Rows from a pointing dataset

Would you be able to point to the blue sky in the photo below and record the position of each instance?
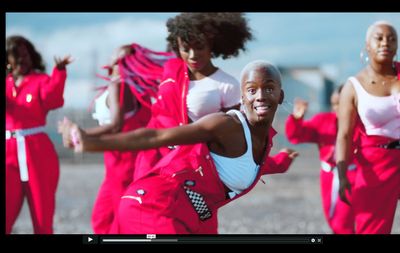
(329, 40)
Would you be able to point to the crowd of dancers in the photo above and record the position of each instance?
(182, 138)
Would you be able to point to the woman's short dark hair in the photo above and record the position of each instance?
(12, 45)
(226, 33)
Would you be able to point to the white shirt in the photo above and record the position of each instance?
(240, 172)
(210, 94)
(102, 112)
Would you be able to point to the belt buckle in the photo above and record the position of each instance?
(10, 134)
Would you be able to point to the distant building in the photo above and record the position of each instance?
(309, 83)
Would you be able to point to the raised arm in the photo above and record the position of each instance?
(117, 117)
(346, 120)
(52, 89)
(298, 130)
(206, 129)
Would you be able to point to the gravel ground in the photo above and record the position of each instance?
(287, 204)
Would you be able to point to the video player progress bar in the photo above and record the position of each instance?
(120, 240)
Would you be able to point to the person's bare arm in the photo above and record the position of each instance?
(346, 120)
(116, 114)
(235, 107)
(207, 129)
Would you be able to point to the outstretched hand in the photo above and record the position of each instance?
(72, 135)
(299, 108)
(344, 185)
(291, 153)
(62, 62)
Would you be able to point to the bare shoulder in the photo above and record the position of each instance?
(219, 121)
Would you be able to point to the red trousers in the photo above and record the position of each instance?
(159, 205)
(338, 214)
(40, 189)
(119, 174)
(377, 187)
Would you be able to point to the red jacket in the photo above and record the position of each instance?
(320, 129)
(170, 110)
(27, 105)
(193, 162)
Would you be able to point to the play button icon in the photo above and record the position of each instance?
(90, 239)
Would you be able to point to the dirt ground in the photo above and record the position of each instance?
(286, 204)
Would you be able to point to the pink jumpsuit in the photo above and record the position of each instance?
(32, 166)
(182, 193)
(119, 173)
(141, 73)
(377, 184)
(170, 110)
(322, 130)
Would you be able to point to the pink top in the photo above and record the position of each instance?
(380, 115)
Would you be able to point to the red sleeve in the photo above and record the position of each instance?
(279, 163)
(300, 131)
(52, 89)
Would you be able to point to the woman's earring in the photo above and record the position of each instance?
(364, 57)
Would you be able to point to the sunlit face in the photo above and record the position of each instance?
(382, 43)
(335, 102)
(21, 61)
(196, 55)
(261, 94)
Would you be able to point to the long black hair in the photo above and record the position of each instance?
(226, 33)
(16, 41)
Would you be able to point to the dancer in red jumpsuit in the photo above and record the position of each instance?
(123, 105)
(373, 97)
(322, 129)
(193, 86)
(188, 185)
(32, 166)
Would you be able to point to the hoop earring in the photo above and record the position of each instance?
(364, 57)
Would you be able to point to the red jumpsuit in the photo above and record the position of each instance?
(182, 193)
(32, 166)
(322, 130)
(119, 173)
(170, 110)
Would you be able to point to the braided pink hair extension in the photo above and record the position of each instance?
(142, 71)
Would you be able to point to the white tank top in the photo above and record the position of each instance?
(210, 94)
(102, 112)
(240, 172)
(380, 115)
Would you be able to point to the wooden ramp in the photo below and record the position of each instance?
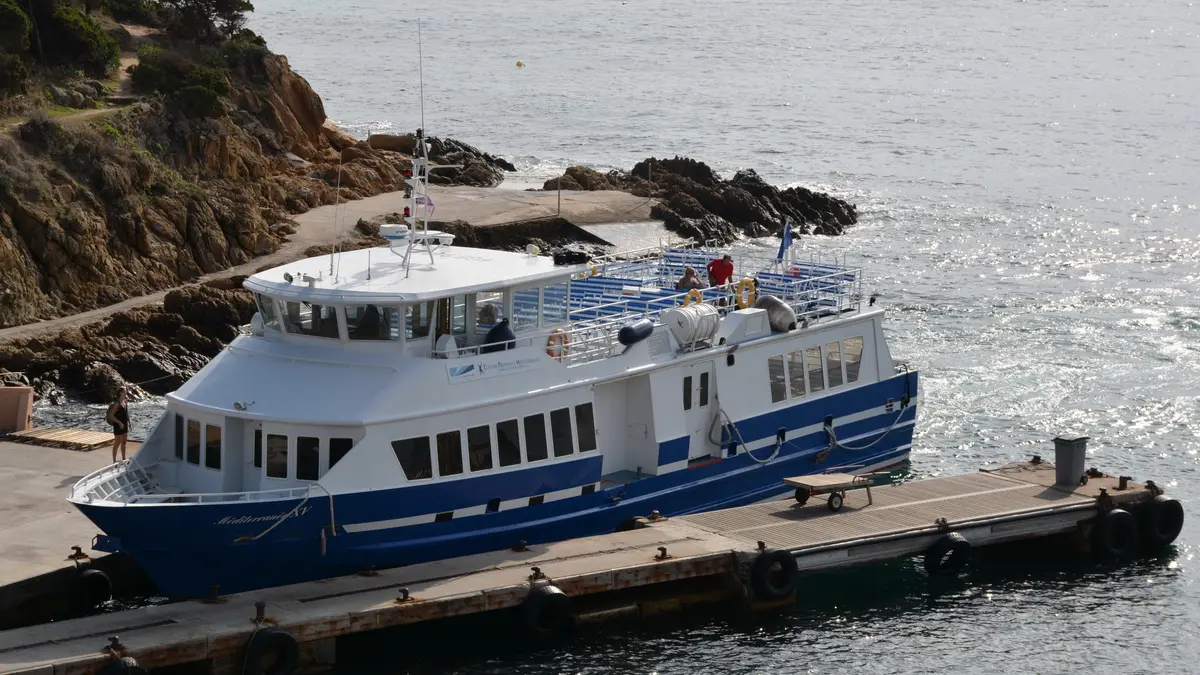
(70, 438)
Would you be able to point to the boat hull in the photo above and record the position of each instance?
(189, 549)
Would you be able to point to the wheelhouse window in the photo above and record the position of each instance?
(450, 453)
(561, 431)
(535, 437)
(307, 458)
(305, 318)
(276, 455)
(816, 377)
(339, 449)
(414, 457)
(553, 304)
(852, 357)
(586, 426)
(479, 447)
(778, 381)
(193, 442)
(833, 363)
(268, 309)
(418, 320)
(508, 442)
(526, 308)
(796, 372)
(213, 447)
(372, 322)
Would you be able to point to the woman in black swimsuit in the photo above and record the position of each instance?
(119, 417)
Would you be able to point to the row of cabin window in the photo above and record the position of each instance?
(805, 370)
(373, 322)
(508, 437)
(195, 447)
(307, 454)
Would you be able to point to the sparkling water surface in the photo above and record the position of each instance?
(1027, 179)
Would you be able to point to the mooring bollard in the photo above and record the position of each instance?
(1069, 454)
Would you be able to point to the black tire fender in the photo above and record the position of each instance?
(91, 589)
(124, 665)
(1115, 535)
(1162, 520)
(774, 575)
(546, 613)
(948, 554)
(267, 641)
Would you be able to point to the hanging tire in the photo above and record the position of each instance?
(948, 555)
(91, 589)
(125, 665)
(774, 575)
(1162, 520)
(1115, 535)
(271, 652)
(546, 613)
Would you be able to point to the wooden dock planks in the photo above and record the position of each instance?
(903, 521)
(70, 438)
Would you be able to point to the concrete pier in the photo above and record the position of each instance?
(755, 555)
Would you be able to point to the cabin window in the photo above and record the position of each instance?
(213, 447)
(479, 447)
(778, 382)
(418, 320)
(276, 455)
(267, 308)
(414, 457)
(535, 437)
(489, 311)
(193, 442)
(305, 318)
(508, 442)
(450, 453)
(553, 304)
(525, 309)
(586, 426)
(561, 431)
(339, 449)
(372, 322)
(813, 359)
(796, 372)
(852, 357)
(833, 363)
(307, 458)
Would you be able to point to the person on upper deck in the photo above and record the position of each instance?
(689, 280)
(720, 270)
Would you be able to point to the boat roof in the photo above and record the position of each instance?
(378, 276)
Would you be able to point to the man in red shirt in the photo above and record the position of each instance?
(720, 272)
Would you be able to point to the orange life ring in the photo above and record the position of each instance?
(558, 345)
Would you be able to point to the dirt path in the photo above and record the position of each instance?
(478, 205)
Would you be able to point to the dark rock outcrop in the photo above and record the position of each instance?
(697, 203)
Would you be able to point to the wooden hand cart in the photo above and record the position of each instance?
(835, 483)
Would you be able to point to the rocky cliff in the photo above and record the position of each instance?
(695, 202)
(130, 201)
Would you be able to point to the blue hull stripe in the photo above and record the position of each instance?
(187, 548)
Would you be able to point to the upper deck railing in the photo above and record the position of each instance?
(640, 284)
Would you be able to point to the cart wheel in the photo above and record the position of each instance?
(835, 501)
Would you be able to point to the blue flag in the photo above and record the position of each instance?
(785, 239)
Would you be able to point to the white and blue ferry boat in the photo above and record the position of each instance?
(420, 401)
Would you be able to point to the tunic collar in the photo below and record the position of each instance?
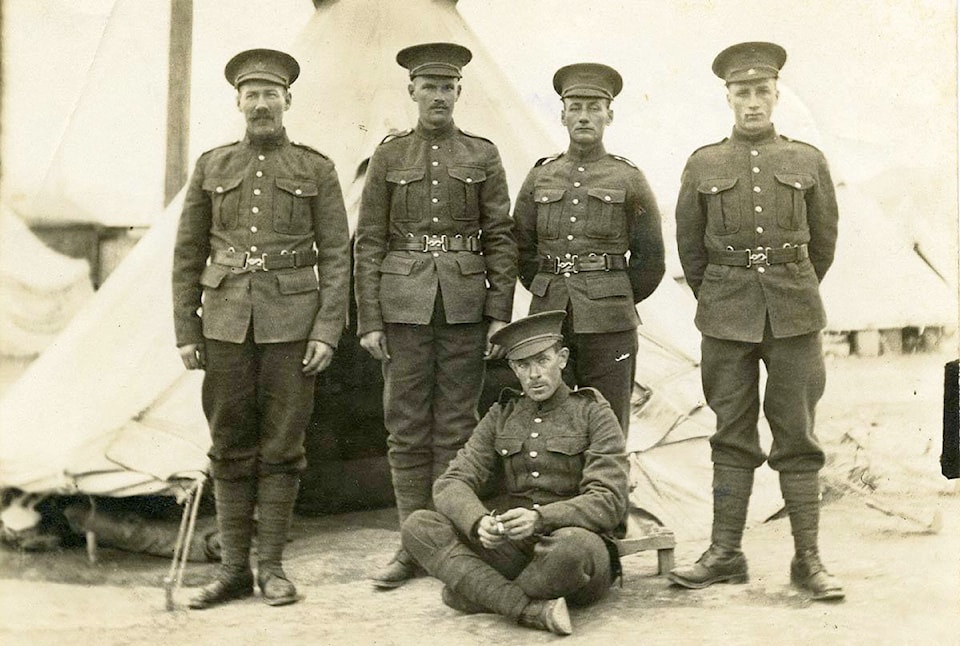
(434, 134)
(589, 155)
(270, 141)
(764, 136)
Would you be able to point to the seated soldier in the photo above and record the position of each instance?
(557, 458)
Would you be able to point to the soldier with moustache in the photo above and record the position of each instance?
(756, 231)
(589, 238)
(435, 267)
(556, 457)
(260, 292)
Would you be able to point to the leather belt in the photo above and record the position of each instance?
(444, 242)
(575, 264)
(245, 261)
(759, 256)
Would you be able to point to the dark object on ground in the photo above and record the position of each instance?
(950, 458)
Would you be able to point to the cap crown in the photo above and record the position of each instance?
(262, 65)
(530, 335)
(588, 80)
(434, 59)
(749, 61)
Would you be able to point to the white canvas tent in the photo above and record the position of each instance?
(111, 411)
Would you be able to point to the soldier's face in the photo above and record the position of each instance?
(586, 118)
(263, 104)
(752, 103)
(435, 97)
(540, 374)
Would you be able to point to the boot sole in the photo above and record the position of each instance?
(217, 602)
(699, 585)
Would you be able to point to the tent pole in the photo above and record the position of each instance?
(178, 98)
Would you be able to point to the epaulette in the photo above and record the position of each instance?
(546, 160)
(507, 395)
(591, 393)
(797, 141)
(473, 136)
(396, 135)
(306, 147)
(716, 143)
(232, 143)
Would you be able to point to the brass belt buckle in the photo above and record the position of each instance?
(434, 243)
(253, 263)
(564, 266)
(758, 257)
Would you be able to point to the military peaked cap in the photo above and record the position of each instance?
(434, 59)
(262, 65)
(749, 61)
(587, 79)
(528, 336)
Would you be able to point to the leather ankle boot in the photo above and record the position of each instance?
(228, 586)
(716, 565)
(807, 572)
(549, 615)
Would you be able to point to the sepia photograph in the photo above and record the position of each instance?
(420, 322)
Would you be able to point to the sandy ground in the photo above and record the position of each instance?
(902, 581)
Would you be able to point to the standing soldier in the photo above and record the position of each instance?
(435, 275)
(262, 218)
(588, 233)
(756, 231)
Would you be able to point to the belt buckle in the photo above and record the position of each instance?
(433, 243)
(564, 265)
(758, 257)
(253, 263)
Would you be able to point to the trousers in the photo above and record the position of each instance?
(796, 378)
(258, 404)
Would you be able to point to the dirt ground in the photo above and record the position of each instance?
(902, 580)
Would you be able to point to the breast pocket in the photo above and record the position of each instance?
(291, 206)
(406, 193)
(225, 200)
(605, 213)
(791, 199)
(464, 192)
(723, 205)
(566, 452)
(549, 209)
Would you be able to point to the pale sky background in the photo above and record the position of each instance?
(871, 82)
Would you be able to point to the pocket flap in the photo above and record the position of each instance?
(221, 184)
(540, 284)
(567, 444)
(611, 195)
(718, 185)
(297, 282)
(213, 275)
(795, 180)
(471, 264)
(393, 264)
(507, 446)
(547, 195)
(467, 174)
(603, 285)
(405, 175)
(298, 187)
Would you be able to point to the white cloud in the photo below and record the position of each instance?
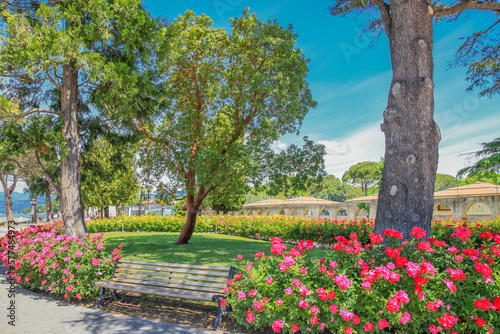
(366, 144)
(278, 146)
(464, 138)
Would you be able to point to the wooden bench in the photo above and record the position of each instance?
(168, 279)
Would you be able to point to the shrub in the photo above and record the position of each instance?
(410, 287)
(41, 257)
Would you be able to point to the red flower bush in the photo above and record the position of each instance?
(433, 291)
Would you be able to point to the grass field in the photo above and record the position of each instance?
(203, 249)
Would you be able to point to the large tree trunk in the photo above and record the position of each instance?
(48, 204)
(140, 205)
(8, 194)
(34, 213)
(406, 196)
(192, 206)
(72, 205)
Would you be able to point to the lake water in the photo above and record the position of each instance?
(22, 215)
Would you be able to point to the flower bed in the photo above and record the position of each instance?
(291, 229)
(42, 258)
(150, 224)
(414, 287)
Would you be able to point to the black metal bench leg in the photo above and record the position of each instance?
(221, 310)
(116, 297)
(100, 300)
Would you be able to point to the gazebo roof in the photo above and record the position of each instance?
(373, 197)
(474, 189)
(266, 202)
(306, 200)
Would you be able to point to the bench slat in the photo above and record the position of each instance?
(169, 286)
(155, 279)
(175, 270)
(157, 291)
(176, 265)
(157, 274)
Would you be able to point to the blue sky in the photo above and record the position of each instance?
(350, 79)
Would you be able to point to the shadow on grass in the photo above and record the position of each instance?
(202, 249)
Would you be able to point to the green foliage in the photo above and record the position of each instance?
(178, 208)
(363, 174)
(229, 96)
(95, 34)
(292, 172)
(230, 196)
(108, 174)
(489, 165)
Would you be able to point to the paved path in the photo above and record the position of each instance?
(38, 314)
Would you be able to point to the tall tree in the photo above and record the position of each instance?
(229, 196)
(363, 175)
(230, 96)
(411, 134)
(86, 50)
(481, 54)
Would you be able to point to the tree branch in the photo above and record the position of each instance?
(385, 14)
(464, 5)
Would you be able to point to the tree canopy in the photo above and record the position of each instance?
(363, 174)
(411, 135)
(229, 96)
(489, 162)
(88, 52)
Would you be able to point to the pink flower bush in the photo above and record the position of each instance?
(47, 259)
(386, 286)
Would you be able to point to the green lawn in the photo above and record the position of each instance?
(203, 249)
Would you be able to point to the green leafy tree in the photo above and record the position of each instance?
(363, 175)
(411, 134)
(87, 51)
(489, 162)
(292, 172)
(229, 196)
(108, 174)
(480, 54)
(444, 181)
(230, 95)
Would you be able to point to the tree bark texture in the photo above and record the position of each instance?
(192, 205)
(8, 194)
(34, 215)
(140, 205)
(72, 205)
(48, 204)
(406, 196)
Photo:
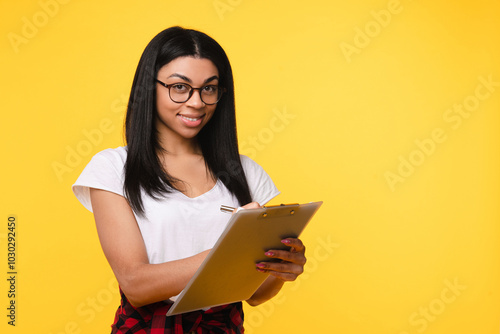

What the task asks:
Starting at the line that contains "Would you be able to point to the paved" and ending at the last of the lines above, switch "record the position" to "mark the location" and write out those lines again with nothing else changed. Leave the pictures out of the answer.

Answer in full:
Would you be able to point to the paved path in the photo above and mark the location of each instance?
(38, 314)
Would you be able to point to the tall tree in the photo above and mark the location of each instance?
(229, 196)
(363, 175)
(230, 96)
(411, 134)
(86, 50)
(481, 54)
Would you be able to point to the tree branch in the photo above and mark the location of each instance?
(385, 14)
(464, 5)
Would you be able to point to the tree canopy in the photo above and mark the location of each instance?
(363, 174)
(411, 135)
(229, 96)
(489, 162)
(88, 52)
Would you be able to point to the pink flower bush in the photo above and mark the location of each instance?
(47, 259)
(386, 286)
Would you be able to point to the green lawn in the photo above and mark the location of each instance?
(203, 249)
Would you be able to point to the green leafy tree in the photo above and mark the location of each instance?
(363, 175)
(411, 134)
(87, 51)
(489, 162)
(292, 172)
(229, 196)
(108, 174)
(480, 54)
(444, 181)
(230, 95)
Would you be able to point to the tree bark texture in the photo above and mark the location of each instance?
(192, 205)
(8, 194)
(34, 215)
(140, 205)
(72, 205)
(48, 204)
(406, 196)
Photo:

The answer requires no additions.